Activity:
Restate each entry below without changing a word.

BEGIN Data extract

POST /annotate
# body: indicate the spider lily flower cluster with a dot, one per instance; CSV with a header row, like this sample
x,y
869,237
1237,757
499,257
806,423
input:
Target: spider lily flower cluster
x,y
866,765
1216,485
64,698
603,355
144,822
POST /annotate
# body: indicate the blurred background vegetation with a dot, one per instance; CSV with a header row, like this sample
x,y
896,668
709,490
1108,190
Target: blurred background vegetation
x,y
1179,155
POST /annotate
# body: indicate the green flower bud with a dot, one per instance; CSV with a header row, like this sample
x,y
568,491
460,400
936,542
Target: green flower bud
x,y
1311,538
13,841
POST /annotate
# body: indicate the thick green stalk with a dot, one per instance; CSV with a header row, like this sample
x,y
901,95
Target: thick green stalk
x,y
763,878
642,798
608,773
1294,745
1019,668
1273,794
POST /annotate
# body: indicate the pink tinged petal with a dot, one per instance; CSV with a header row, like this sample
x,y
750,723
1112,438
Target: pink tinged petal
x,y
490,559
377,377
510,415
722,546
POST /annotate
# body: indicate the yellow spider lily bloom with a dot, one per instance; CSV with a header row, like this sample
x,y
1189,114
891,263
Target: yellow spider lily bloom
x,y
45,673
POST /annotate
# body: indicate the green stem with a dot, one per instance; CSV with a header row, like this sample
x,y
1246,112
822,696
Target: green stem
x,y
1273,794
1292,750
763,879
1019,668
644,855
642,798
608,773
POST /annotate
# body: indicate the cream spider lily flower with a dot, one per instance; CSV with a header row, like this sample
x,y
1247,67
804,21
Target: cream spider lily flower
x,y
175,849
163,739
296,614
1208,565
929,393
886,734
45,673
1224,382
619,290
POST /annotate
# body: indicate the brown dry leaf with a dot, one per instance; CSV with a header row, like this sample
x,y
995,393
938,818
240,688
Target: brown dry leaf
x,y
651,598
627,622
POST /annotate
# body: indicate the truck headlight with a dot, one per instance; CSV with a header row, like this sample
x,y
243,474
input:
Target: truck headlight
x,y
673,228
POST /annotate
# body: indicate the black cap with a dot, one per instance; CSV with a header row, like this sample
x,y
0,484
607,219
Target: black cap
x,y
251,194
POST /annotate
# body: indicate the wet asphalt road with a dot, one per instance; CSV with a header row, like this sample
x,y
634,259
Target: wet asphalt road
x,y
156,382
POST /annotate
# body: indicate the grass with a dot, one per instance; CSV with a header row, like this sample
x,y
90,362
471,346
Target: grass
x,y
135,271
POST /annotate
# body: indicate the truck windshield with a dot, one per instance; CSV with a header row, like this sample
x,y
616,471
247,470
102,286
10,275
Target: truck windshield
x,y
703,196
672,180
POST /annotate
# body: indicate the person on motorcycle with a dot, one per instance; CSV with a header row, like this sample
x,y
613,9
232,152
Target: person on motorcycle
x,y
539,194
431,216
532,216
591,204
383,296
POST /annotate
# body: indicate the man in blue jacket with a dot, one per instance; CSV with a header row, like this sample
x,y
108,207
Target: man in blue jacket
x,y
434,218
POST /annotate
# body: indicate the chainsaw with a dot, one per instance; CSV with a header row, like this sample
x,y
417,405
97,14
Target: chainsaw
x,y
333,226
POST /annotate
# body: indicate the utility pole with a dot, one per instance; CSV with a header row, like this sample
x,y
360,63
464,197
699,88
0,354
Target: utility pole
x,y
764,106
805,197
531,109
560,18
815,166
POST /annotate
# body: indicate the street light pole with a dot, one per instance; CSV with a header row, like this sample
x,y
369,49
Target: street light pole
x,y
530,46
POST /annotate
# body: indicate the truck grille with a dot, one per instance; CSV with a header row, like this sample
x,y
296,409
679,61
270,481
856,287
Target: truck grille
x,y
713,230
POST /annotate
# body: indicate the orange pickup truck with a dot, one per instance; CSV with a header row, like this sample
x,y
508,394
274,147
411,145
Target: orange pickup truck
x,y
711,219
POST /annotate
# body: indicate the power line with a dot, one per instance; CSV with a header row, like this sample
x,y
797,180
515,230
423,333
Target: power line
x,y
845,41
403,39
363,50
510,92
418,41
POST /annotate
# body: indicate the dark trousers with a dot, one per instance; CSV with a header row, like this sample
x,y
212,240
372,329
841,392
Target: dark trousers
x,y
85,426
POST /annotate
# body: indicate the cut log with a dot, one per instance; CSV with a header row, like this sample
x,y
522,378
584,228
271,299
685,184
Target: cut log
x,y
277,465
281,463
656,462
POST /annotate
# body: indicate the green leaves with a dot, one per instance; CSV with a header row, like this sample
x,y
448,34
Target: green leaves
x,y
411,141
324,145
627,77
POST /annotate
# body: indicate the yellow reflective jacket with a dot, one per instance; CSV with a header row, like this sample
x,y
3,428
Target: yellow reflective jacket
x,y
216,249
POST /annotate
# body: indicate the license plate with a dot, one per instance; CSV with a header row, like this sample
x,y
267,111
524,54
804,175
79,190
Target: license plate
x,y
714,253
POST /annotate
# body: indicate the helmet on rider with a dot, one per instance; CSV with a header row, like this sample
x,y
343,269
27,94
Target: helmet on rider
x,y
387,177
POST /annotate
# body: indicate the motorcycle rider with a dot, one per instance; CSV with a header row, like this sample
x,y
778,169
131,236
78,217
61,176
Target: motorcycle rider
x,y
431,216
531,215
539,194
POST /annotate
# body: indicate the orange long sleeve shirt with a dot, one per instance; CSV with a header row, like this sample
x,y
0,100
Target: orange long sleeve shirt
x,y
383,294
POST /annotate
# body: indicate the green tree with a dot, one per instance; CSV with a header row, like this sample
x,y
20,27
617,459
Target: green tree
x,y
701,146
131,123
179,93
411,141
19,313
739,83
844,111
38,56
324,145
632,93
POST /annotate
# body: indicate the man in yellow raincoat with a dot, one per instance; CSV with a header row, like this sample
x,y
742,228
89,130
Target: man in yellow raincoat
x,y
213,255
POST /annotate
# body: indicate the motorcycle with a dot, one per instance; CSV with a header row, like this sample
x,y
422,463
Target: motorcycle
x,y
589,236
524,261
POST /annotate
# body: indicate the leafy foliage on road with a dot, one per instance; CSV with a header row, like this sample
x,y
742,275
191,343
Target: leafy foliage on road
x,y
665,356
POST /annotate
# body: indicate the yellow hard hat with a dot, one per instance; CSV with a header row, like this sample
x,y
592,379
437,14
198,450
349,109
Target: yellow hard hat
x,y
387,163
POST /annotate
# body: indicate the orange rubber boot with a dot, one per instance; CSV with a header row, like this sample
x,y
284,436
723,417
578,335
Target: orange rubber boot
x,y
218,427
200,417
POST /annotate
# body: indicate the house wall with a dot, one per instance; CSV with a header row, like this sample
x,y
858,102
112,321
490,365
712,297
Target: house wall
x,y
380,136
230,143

END Data extract

Solved exercise:
POST /annotate
# body: indicate the spider lily flower cluster with a dot, one per instance; CSV with a header row, like this sample
x,y
869,237
1237,757
499,257
806,423
input:
Target: spider lily flower cluster
x,y
866,765
1216,485
64,698
603,355
144,822
POST /annotate
# body: indicate the blurred background vegetation with a dot, one per instance; CSV with a header row, like this sample
x,y
896,668
709,490
1108,190
Target: blurred background vegetation
x,y
1179,155
POST /annotate
# body: indicate the green flower bud with a dot, one per instance; CSV with a header row, like this sample
x,y
568,491
460,400
936,542
Target: green flower bud
x,y
1311,538
13,841
POST /annotate
# body: indicate the thick green stalk with a dot, one per instance; CSV with a header row, like this sample
x,y
901,95
Target: thick green stalk
x,y
763,878
642,798
608,773
1294,745
1019,668
1273,794
POST /annotate
# body: indicate the pink tinged petal with a dot, one per instance; CSV with a header row, like this sample
x,y
750,723
1112,438
Target: pink tinged petal
x,y
490,559
377,377
510,415
722,546
POST /annotate
# body: indicate the yellow spider lily bloom with a dot, one per instance; CSV with a header row, like this sample
x,y
1189,114
891,263
Target: yellow spider lily bloom
x,y
45,673
POST /annotate
# body: indicate the green stem with a dot, one per instance; CSV with a header row, like this sample
x,y
1246,112
822,696
Target: green stem
x,y
1273,794
1292,750
763,879
1019,668
644,855
642,798
608,773
POST /annotate
# body: indicate the cream spider lily flower with a dot, one per instance; CSV with a header row, like this sample
x,y
1247,67
804,21
Target: cream spider lily flower
x,y
175,849
163,739
296,614
1208,565
929,393
886,734
45,673
1224,382
619,290
POST /annotate
# body: indicate the brown dry leaf with a dot, one per instance; CSV with a header row, like this sample
x,y
995,393
938,818
240,688
Target: brown dry leaf
x,y
651,598
627,622
POST /annotate
# body: indicate the truck headlight with a dot, one per instance; CSV with a header row, like this sample
x,y
243,474
input:
Target: truck headlight
x,y
673,228
POST /annotate
# body: indicate the black cap with a dot, one per instance; CSV with a header row, like this sample
x,y
0,484
607,219
Target: black cap
x,y
251,194
POST /annotate
# body: indicate the wet asphalt road with a dot, one per instance; CSV with a header row, like this sample
x,y
634,259
Target: wet asphalt road
x,y
156,382
POST /annotate
# body: indicate the grass with a dot, one per instance; CSV with a header row, like this sample
x,y
90,362
471,346
Target: grass
x,y
135,271
POST /annotate
# body: indicate the truck windshield with a dot, one per instance; CSV with a header row, like this sample
x,y
616,471
247,470
102,286
10,275
Target: truck windshield
x,y
703,196
672,180
POST /annotate
# body: indicate the person on motorcycle with a dot, one per instance; CSV with a header row, like this sample
x,y
613,9
232,152
Target: person on motorcycle
x,y
539,194
431,216
532,216
591,204
383,296
POST /annotate
# body: indicate the man in blue jacket with a dot, one per instance; CSV with a header row, like this sample
x,y
108,207
Target: man in blue jacket
x,y
434,218
POST /annotate
# body: indicate the chainsaw with a dot, one per instance; CSV with a header row, like this sample
x,y
417,405
97,14
Target: chainsaw
x,y
333,226
POST /annotate
# body: indicate the utility pole with a dot, one per instance; CSV with a header row, like this sample
x,y
360,63
464,197
699,88
0,354
Target: utility pole
x,y
764,106
805,197
531,109
560,18
815,166
POST /annotate
# body: indicate the street light pole with a dot, one per instance; CSV with a header row, like this sample
x,y
369,49
Target: street light pole
x,y
530,46
POST /annotate
# body: indicate the truck grille with a dot, one per instance; CSV with a header row, like this sample
x,y
296,409
679,61
270,481
856,287
Target: truck grille
x,y
713,230
POST /annotate
# body: indicate the orange pickup truck with a dot, one per instance; CSV with a header row, like this sample
x,y
508,394
274,147
411,145
Target: orange pickup truck
x,y
711,219
POST /annotate
# body: indicate the power line with a dot, one per instance; CSV with a header row, like this sample
x,y
797,180
515,230
423,333
Target: power line
x,y
845,41
403,39
363,50
510,92
418,41
POST /annotate
# body: indicate the dark trousers with a dot, one per instance; CSV with a header row, like this sample
x,y
212,240
372,329
841,392
Target: dark trousers
x,y
85,426
POST /annotate
# body: indicate the cut log with a dot, one per instance; CSV with a header row, like this sample
x,y
522,378
584,228
271,299
685,184
Target: cut log
x,y
277,465
281,463
656,462
POST /annotate
# body: indicate the green leaves with a dot, one per instance; CSV with a header row, like this sample
x,y
448,34
Target: green leaves
x,y
411,141
324,145
627,77
POST /annotate
# body: indicate the yellow reflective jacket with a dot, one per instance; CSV with a header row, like this sample
x,y
3,428
Target: yellow reflective jacket
x,y
216,249
POST /annotate
# body: indicate the license plate with a dot, one per instance; CSV with a header row, like this sample
x,y
267,111
524,54
804,175
79,190
Target: license plate
x,y
714,253
POST /annotate
# body: indicate the helmet on rider with a dot, one per instance; CSV with a header row, like this sample
x,y
343,269
27,94
Target: helmet on rider
x,y
387,177
POST /annotate
# body: indicate the motorcycle rider with a dot, one per instance; CSV with a header row, like this sample
x,y
778,169
131,236
78,217
61,176
Target: motorcycle rider
x,y
431,216
531,215
539,194
POST /annotate
# body: indicate the orange long sleeve shirt with a dot, one per instance; CSV with a header row, like this sample
x,y
0,100
Target: orange long sleeve shirt
x,y
383,294
POST /annotate
# body: indicate the green tree with a dot, one per instance; CSV with a header row, like this sample
x,y
20,27
617,459
Target: green tree
x,y
701,146
131,123
179,93
411,141
19,313
739,83
844,111
38,56
324,145
632,93
POST /annotate
# body: indicate the man in yellow raincoat with a dot, one per instance; CSV with a header row, like this sample
x,y
742,228
89,130
Target: man in yellow raincoat
x,y
213,255
POST /annotate
# body: indicate the motorcycle with a dot, one per instance; CSV with a header row, like this sample
x,y
422,463
Target: motorcycle
x,y
589,236
524,261
POST /annotate
# body: indicate the leafy foliage on road with a dot, one per instance; CSV with a header row, like this sample
x,y
742,275
191,343
Target: leafy foliage on road
x,y
665,356
POST /annotate
# body: indicate the yellow hard hat with a dot, one per instance; CSV with a header row, like this sample
x,y
592,379
437,14
198,450
349,109
Target: yellow hard hat
x,y
387,163
POST /annotate
# body: indicate the orange rubber boot with a dot, one per instance; CSV with a header row, like this sample
x,y
284,436
723,417
578,335
Target: orange rubber boot
x,y
218,427
200,417
POST /annotate
# body: indicate the house wall with a dot, one per instance; CSV with a header row, like this sample
x,y
858,102
112,321
490,365
712,297
Target: house wall
x,y
380,136
230,143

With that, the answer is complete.